**YOUR INSTRUCTIONS**
For this exercise, transcribe all the entries exactly as given and omit the images.
[Start of section]
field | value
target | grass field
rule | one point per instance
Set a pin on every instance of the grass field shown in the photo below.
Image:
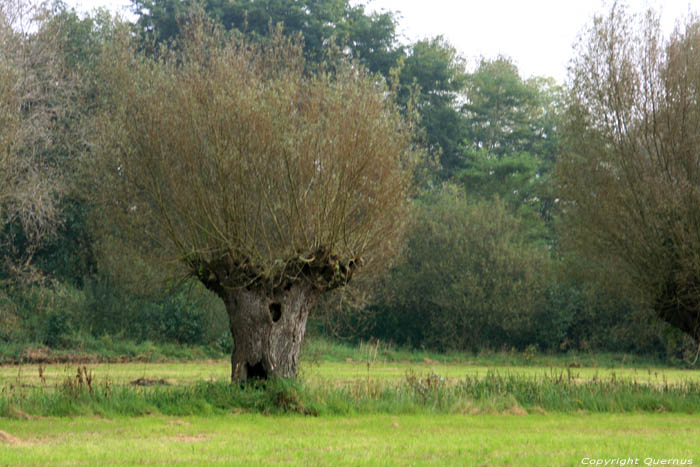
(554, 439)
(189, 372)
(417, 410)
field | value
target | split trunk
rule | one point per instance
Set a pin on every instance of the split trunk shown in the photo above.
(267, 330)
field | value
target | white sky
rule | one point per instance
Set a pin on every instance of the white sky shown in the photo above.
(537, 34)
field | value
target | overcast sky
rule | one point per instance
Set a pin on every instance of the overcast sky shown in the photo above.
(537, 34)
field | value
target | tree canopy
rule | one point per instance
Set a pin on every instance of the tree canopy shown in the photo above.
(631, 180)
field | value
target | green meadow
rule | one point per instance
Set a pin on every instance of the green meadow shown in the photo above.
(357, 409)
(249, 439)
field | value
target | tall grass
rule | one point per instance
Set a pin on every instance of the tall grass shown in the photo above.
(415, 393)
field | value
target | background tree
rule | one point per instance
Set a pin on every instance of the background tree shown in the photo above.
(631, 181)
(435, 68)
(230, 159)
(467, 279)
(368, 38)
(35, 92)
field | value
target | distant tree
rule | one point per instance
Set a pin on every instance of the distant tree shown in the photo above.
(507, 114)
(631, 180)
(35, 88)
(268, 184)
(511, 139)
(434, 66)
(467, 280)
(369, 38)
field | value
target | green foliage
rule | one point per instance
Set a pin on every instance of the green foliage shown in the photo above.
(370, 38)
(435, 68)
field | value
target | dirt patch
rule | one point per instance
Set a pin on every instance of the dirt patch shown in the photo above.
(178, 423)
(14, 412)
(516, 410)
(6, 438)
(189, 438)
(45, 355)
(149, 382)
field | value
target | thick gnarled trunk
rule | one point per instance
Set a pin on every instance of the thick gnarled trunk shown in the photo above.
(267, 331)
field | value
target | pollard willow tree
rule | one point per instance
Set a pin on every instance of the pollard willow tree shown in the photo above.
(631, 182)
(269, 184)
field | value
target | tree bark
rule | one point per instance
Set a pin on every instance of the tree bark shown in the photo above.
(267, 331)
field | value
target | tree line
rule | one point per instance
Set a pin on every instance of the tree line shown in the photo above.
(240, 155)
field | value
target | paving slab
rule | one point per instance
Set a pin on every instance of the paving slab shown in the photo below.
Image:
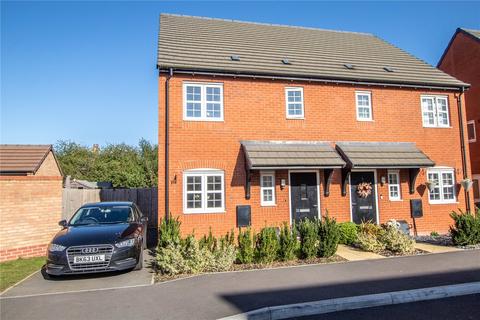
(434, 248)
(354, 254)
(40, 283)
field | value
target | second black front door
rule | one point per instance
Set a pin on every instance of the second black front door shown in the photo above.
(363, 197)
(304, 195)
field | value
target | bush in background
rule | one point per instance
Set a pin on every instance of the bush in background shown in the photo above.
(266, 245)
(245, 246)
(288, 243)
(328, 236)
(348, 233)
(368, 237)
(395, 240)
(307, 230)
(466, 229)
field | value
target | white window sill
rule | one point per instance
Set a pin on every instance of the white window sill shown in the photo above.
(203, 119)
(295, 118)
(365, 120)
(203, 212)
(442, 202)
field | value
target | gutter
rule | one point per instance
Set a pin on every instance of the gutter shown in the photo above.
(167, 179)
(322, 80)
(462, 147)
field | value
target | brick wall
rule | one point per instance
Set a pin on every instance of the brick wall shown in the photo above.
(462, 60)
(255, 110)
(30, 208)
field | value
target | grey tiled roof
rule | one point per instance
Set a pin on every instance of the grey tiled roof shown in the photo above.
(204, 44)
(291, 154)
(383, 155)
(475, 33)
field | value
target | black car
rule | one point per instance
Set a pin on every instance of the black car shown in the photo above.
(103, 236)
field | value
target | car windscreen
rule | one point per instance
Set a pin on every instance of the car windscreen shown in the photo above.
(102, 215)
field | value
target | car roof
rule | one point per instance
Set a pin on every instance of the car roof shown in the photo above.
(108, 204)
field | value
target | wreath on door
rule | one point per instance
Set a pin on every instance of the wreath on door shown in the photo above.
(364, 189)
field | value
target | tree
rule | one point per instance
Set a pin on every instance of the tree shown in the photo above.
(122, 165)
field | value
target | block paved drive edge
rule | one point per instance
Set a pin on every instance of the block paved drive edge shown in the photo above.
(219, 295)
[End of section]
**SOLUTION FOR THIS PROBLEM**
field | value
target | grass field
rule | one point per instance
Set a pin on every instance of the grass field shown in the photo below.
Image:
(554, 439)
(189, 372)
(417, 410)
field | value
target | split trunk
rule | one point per instance
Set a pin on every instance of the split trunk shown in the photo above.
(267, 330)
field | value
target | white sky
rule | one point per instance
Set a pin on every instance of the white sky shown in the photo above.
(537, 34)
field | value
target | overcast sky
rule | one point per instance
Set a pin on every instance of the overcast sky shown in the photo above.
(537, 34)
field | value
target | tree canopy
rule | one point per instance
Set a pin on every instance of the tree canopy shown in the photo above.
(631, 180)
field | value
target | green meadow
rule | one point per instance
Set a pin on every instance of the green meadow shown in the photo above.
(357, 409)
(249, 439)
field | value
target | tall grass
rule | one point per instance
Set a pin on every instance of the tall grass shown in the photo above.
(415, 393)
field | value
target | background tree
rule | one point per instance
Set a pin on every instance of the background tree shown in the photo above.
(631, 181)
(435, 68)
(230, 159)
(467, 279)
(368, 38)
(35, 92)
field | value
target | distant tree
rule | one point per instance
Set a pin on every instance of the distant tree shown in the photo above.
(507, 114)
(631, 180)
(35, 88)
(268, 184)
(511, 139)
(434, 66)
(467, 280)
(369, 38)
field | value
target | green foliage
rule | one point per instance
Set a pin on every instance of the green foliage shown in the photo above.
(370, 38)
(435, 68)
field | value
target | dirt patch
rule | one point per instance
Set a pin on every instance of the dirt patch shown in the photo above.
(178, 423)
(14, 412)
(516, 410)
(6, 438)
(189, 438)
(45, 355)
(149, 382)
field | value
target | thick gnarled trunk
rule | one point per instance
Set a pin on every instance of the thick gnarled trunk shown in the photo above.
(267, 331)
field | value
target | pollard willow tree
rule | one point per instance
Set a pin on every instance of the pollard willow tree shown in the photo above.
(631, 182)
(269, 184)
field | value
target | tree bark
rule | one point per instance
Set a pin on every instance of the tree bark shown in the photo above.
(267, 331)
field | value
target | tree line
rule | one point per instance
Set a pin on every instance of the tree line shown in the photo above.
(240, 155)
field | value
target | paving slab
rule | one point per instance
Set a pin on every instance of the paving slab shown in the photo below.
Image:
(434, 248)
(354, 254)
(40, 283)
field | value
target | second black front door
rule | one point per instance
Set a pin on every instance of the second black front door shown in the photo above.
(363, 197)
(304, 195)
field | value
target | bush in background
rule | one point per instance
Set a pin on every instance of the bush in background shown in the photo above.
(266, 245)
(245, 246)
(288, 243)
(328, 236)
(348, 233)
(368, 237)
(395, 240)
(307, 230)
(466, 229)
field | value
target | white window sill
rule | one point per instance
Set a pin on every instance of the white window sill shown in the photo above.
(203, 119)
(295, 118)
(365, 120)
(203, 212)
(442, 202)
field | value
target | gutter
rule | one point per instance
Set a pin on every instance of the gutter shown in the photo above.
(167, 179)
(322, 80)
(462, 147)
field | value
target | brick wall
rule | one point per instance
Set a pin on every instance of the brick wall shown in the photo above.
(462, 60)
(255, 110)
(30, 208)
field | value
target | grey tiled roof
rule | one point per instance
Set a pin on every instance of the grey tiled roof shown in the photo above.
(204, 44)
(291, 154)
(383, 155)
(475, 33)
field | value
target | black car
rule | one point per instance
Set a pin on every instance of the black car shown in the photo above.
(103, 236)
field | value
target | car windscreen
rule | one point per instance
Set a pin on every instance of the car windscreen shown in the photo above.
(102, 215)
field | value
target | car roof
rule | one point per instance
Set a pin on every instance of the car roof shown in the photo above.
(108, 204)
field | value
target | wreath on door
rule | one point per instance
Set a pin on every instance of the wreath on door shown in the photo above.
(364, 189)
field | value
target | tree
rule | one point per instance
Set a pin on every instance of the tree shown in the photo above.
(122, 165)
field | value
target | block paved drive edge
rule | one point per instance
Set a pin on every instance of the block paved drive edge shown in the photo above.
(219, 295)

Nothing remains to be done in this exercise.